Aim of the exercise: Rewrite every line of the records below, requests included, with each answer coordinate scaled by 1.65 and rounded to a whole number, halves rounded up. Leave the pictures out.
____ Supplied records
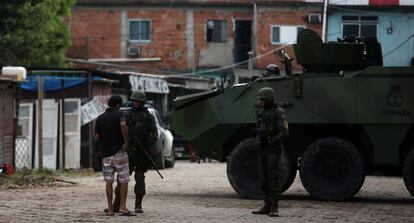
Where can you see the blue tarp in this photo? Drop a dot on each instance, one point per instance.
(53, 83)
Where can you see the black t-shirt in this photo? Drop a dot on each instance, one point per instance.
(108, 127)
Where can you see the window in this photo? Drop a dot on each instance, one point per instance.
(216, 31)
(359, 26)
(284, 34)
(140, 30)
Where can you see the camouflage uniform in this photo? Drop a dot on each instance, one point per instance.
(272, 129)
(142, 127)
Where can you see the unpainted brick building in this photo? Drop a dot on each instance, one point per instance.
________
Worked answer:
Where can you see the blue tarp in this photo? Drop a dot on each instance, one point per instance.
(87, 137)
Where can you see the black t-shirt in this photo? Drop a dot on each instance, one point per instance.
(178, 210)
Where can you see the window in this photo? Drop a dot on each instance, one point per instance.
(356, 51)
(592, 43)
(469, 56)
(231, 50)
Where can you see the camouflage uniform in this photo? Drop a dot on each instance, one point per instance.
(449, 213)
(234, 210)
Where can you see the unpainted brick building in this photo? Drop a dot on each instance, one point per instance.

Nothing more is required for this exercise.